Stored dataset items:
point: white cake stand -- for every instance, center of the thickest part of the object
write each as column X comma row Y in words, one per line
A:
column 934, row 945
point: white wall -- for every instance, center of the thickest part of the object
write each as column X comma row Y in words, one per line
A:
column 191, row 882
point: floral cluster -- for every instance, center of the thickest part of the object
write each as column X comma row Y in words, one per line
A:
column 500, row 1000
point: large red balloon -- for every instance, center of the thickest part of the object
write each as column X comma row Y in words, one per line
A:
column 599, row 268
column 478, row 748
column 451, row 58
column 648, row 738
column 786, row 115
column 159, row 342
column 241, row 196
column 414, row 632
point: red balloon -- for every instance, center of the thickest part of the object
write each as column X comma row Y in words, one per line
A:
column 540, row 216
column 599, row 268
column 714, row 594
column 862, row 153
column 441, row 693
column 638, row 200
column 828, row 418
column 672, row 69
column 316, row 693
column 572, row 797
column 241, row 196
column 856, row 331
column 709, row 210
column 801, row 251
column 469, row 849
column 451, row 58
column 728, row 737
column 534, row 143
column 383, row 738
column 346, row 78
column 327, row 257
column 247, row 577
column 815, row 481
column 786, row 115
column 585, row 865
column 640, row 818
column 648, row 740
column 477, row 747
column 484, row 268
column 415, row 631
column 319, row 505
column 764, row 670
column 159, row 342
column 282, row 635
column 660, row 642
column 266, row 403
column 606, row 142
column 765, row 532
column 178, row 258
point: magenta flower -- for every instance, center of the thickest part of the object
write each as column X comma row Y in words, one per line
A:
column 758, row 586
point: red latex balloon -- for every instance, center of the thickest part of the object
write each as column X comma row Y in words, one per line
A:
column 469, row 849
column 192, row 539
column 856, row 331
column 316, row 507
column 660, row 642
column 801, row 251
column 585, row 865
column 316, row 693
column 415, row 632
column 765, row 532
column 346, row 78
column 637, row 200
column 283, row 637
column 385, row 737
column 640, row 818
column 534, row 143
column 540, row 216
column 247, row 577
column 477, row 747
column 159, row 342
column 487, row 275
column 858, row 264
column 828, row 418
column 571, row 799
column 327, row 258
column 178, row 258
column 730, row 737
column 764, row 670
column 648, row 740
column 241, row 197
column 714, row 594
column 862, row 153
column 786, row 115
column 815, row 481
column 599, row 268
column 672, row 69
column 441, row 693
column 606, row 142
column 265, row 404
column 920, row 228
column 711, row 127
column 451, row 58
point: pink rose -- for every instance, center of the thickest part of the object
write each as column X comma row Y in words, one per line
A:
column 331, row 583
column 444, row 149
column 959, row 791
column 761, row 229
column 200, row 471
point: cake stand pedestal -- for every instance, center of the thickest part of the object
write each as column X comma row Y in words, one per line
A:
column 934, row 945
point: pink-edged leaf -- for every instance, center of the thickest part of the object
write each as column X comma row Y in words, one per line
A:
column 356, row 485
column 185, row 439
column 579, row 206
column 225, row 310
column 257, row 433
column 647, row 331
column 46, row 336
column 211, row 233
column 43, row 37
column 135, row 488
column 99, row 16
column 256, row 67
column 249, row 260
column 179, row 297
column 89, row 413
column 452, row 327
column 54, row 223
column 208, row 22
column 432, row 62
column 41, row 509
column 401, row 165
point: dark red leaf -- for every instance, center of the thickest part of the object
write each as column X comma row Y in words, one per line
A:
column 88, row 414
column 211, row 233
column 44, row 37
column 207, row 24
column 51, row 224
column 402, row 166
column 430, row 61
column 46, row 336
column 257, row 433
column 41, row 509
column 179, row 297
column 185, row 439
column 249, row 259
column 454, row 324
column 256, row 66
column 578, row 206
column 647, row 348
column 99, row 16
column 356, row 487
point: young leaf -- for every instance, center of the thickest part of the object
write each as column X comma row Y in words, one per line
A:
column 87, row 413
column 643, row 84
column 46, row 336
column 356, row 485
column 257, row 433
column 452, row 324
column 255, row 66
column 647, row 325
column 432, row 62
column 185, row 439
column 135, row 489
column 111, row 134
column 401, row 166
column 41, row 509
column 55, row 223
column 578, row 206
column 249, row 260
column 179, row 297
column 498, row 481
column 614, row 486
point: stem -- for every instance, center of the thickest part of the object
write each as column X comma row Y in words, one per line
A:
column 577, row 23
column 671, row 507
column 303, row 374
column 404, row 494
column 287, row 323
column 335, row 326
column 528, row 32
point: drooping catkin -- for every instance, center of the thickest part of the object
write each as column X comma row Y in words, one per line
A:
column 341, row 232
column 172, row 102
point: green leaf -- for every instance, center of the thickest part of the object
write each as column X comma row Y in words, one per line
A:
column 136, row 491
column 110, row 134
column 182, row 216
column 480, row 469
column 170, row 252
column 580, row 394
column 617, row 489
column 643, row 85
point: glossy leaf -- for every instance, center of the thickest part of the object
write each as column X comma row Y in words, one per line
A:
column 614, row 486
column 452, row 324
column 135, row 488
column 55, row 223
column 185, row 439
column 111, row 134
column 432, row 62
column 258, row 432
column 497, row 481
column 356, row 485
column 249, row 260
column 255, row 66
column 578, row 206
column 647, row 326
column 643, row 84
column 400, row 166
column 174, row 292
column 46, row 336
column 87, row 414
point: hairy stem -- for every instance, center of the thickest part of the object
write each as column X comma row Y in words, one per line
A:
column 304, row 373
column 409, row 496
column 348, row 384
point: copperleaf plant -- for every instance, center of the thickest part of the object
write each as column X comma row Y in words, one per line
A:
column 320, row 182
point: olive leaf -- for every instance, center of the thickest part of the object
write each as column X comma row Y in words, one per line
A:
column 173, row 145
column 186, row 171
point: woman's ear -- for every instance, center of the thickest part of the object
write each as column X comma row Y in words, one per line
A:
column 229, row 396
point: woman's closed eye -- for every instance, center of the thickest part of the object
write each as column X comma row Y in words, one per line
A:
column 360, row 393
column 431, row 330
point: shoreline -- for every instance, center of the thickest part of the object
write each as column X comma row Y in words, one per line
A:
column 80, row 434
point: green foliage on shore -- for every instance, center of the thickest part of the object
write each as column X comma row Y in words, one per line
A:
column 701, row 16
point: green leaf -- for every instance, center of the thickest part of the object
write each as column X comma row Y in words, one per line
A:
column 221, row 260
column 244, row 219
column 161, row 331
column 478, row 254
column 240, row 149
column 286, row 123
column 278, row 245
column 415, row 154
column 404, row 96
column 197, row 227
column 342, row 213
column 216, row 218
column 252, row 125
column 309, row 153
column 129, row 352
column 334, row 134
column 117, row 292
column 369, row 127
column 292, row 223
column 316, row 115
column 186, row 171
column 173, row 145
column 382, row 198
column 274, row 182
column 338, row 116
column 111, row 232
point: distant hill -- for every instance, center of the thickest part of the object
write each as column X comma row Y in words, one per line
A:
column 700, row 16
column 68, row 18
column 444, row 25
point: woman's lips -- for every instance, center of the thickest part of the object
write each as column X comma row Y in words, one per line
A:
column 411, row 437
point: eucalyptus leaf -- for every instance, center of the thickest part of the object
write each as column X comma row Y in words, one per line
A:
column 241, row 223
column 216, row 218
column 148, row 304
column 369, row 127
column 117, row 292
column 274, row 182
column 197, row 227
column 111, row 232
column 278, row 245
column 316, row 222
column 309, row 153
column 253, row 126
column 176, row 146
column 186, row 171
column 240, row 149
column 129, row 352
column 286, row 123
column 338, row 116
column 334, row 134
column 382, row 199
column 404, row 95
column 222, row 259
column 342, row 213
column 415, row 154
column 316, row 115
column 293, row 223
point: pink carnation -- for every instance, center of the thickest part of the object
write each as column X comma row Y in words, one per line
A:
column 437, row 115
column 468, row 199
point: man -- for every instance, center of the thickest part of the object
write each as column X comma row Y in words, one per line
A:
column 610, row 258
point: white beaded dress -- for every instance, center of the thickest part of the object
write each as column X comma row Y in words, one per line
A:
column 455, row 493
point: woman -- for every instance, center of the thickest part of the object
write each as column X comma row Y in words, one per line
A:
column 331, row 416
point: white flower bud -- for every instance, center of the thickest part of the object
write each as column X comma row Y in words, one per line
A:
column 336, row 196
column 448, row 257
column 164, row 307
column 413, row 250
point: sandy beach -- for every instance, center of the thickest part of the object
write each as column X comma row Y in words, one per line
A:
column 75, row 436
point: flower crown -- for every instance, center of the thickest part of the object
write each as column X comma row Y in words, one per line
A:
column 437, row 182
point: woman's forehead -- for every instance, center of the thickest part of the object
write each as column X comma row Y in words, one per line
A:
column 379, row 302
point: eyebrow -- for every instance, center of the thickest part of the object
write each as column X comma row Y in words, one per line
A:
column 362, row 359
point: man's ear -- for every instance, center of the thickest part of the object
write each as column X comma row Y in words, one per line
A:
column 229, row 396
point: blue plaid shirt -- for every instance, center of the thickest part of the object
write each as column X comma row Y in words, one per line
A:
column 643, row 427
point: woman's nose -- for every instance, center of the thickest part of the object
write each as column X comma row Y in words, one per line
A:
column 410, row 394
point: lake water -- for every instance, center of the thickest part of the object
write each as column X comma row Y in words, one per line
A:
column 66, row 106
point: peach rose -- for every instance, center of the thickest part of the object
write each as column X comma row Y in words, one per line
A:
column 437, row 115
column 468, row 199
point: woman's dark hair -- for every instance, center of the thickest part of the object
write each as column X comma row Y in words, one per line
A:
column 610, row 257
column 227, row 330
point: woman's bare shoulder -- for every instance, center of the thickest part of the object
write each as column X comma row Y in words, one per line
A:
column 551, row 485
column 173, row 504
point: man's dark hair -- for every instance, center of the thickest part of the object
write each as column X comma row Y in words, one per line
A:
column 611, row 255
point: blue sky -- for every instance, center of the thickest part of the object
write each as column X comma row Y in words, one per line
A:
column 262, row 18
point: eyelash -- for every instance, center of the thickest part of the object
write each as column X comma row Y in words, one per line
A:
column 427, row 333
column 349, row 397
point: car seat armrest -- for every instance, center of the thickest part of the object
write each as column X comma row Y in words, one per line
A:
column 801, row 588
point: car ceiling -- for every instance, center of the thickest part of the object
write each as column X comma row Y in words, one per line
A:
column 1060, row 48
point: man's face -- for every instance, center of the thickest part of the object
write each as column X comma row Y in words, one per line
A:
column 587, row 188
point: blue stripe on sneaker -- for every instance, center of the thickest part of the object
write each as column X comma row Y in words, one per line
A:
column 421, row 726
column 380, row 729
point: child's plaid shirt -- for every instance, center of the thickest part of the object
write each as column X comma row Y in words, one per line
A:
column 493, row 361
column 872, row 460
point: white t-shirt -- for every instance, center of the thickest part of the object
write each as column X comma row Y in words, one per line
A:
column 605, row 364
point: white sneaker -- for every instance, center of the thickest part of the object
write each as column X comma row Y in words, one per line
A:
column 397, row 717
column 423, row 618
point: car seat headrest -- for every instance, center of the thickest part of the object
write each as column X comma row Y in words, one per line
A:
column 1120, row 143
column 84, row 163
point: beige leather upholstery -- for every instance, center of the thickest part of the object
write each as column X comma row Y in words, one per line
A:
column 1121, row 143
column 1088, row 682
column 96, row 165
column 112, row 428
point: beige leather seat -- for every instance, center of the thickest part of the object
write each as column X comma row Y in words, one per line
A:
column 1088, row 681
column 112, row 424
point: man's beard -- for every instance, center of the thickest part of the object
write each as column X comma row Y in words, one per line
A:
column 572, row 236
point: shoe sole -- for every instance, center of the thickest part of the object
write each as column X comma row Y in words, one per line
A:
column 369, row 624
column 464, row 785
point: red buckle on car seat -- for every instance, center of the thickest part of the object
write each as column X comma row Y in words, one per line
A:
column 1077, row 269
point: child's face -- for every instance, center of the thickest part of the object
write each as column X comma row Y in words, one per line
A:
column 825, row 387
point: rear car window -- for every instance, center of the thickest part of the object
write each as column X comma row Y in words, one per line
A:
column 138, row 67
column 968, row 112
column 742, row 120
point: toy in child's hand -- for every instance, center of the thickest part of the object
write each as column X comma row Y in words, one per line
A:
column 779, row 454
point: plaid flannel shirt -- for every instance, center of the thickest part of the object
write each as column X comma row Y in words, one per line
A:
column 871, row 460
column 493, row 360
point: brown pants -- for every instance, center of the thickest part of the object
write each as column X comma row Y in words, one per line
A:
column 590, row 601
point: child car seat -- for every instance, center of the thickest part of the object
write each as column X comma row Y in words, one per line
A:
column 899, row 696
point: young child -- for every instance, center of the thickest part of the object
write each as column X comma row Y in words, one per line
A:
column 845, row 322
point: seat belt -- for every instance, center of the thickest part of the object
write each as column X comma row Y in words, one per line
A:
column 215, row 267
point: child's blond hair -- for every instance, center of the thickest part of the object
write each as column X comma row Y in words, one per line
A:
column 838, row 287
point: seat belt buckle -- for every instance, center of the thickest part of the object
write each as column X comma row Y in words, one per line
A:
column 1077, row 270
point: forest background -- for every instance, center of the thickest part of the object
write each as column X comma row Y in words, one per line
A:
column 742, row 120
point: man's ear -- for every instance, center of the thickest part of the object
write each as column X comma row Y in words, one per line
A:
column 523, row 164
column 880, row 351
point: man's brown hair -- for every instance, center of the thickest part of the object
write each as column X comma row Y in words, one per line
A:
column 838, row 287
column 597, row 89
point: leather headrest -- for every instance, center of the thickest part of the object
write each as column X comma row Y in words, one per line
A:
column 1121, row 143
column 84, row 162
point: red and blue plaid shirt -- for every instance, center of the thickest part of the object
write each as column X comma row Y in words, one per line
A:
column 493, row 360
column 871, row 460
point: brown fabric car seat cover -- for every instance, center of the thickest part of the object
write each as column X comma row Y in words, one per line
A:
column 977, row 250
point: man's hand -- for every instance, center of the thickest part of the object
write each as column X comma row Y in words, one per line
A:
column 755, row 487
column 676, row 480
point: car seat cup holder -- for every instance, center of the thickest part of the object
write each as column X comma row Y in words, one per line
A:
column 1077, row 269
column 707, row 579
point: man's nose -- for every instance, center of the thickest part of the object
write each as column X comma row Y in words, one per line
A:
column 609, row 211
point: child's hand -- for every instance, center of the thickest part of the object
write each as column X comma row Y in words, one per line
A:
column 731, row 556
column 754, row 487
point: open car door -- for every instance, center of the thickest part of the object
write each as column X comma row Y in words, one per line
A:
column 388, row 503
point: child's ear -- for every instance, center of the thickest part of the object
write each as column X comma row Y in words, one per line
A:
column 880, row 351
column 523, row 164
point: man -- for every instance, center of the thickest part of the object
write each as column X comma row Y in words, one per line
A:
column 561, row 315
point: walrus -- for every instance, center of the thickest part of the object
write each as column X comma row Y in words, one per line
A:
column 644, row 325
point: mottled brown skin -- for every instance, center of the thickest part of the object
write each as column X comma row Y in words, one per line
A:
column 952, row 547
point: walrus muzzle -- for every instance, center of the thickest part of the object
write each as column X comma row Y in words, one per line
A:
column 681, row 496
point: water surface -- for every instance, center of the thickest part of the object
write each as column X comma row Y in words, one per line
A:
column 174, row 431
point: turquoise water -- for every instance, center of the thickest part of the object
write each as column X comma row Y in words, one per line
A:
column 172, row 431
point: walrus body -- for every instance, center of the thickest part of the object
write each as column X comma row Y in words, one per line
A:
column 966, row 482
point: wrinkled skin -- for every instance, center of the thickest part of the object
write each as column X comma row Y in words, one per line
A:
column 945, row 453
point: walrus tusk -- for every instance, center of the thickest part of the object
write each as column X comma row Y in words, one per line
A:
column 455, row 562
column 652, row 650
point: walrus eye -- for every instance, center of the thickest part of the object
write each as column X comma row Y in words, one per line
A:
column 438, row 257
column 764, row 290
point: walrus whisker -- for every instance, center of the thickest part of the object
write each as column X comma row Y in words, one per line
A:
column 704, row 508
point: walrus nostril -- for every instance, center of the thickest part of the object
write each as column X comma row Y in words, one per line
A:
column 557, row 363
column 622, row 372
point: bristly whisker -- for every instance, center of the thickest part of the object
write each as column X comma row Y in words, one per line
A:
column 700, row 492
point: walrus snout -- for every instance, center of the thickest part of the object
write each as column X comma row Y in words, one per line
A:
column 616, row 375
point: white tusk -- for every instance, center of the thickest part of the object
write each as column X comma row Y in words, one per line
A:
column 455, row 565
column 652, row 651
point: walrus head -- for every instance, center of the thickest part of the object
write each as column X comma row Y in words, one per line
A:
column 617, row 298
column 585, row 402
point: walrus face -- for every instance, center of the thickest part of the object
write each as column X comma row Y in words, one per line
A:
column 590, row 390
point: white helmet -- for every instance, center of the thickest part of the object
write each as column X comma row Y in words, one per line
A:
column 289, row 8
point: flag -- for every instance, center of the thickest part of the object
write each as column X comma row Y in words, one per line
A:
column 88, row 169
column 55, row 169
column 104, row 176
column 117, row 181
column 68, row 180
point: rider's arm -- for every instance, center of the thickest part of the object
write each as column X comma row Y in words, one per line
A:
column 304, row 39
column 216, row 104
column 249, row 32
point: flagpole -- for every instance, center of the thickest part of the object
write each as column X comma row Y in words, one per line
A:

Your task:
Copy out verbatim everything in the records above from the line containing "point: red latex" down to the line containing "column 401, row 165", including both of those lines.

Output for this exercise:
point: red latex balloon -- for every instance, center of the thickest part of the object
write each as column X comma row Y in words, one per line
A:
column 469, row 849
column 192, row 539
column 856, row 331
column 316, row 507
column 660, row 642
column 801, row 251
column 585, row 865
column 316, row 693
column 415, row 632
column 765, row 532
column 346, row 78
column 637, row 200
column 283, row 637
column 385, row 737
column 640, row 818
column 534, row 143
column 540, row 216
column 247, row 577
column 477, row 747
column 159, row 342
column 487, row 275
column 858, row 264
column 828, row 418
column 571, row 799
column 327, row 258
column 178, row 258
column 730, row 737
column 764, row 670
column 648, row 740
column 241, row 197
column 714, row 594
column 862, row 153
column 786, row 115
column 815, row 481
column 599, row 268
column 672, row 69
column 441, row 693
column 606, row 142
column 265, row 404
column 920, row 228
column 711, row 127
column 451, row 58
point: pink rose -- for every instance, center of the thickest part of the object
write each as column X comma row Y in words, one per line
A:
column 331, row 583
column 444, row 149
column 959, row 791
column 761, row 229
column 200, row 471
point: cake stand pedestal -- for every instance, center of the thickest part of the object
write each as column X comma row Y in words, one per line
A:
column 934, row 945
point: pink-edged leaf -- for every instance, center of the thickest part of the object
write each as column X comma row Y in words, one per line
A:
column 356, row 485
column 185, row 439
column 579, row 206
column 225, row 310
column 257, row 433
column 647, row 331
column 46, row 336
column 211, row 233
column 43, row 37
column 135, row 488
column 99, row 16
column 256, row 67
column 249, row 260
column 179, row 297
column 89, row 413
column 452, row 327
column 54, row 223
column 208, row 22
column 432, row 62
column 41, row 509
column 401, row 165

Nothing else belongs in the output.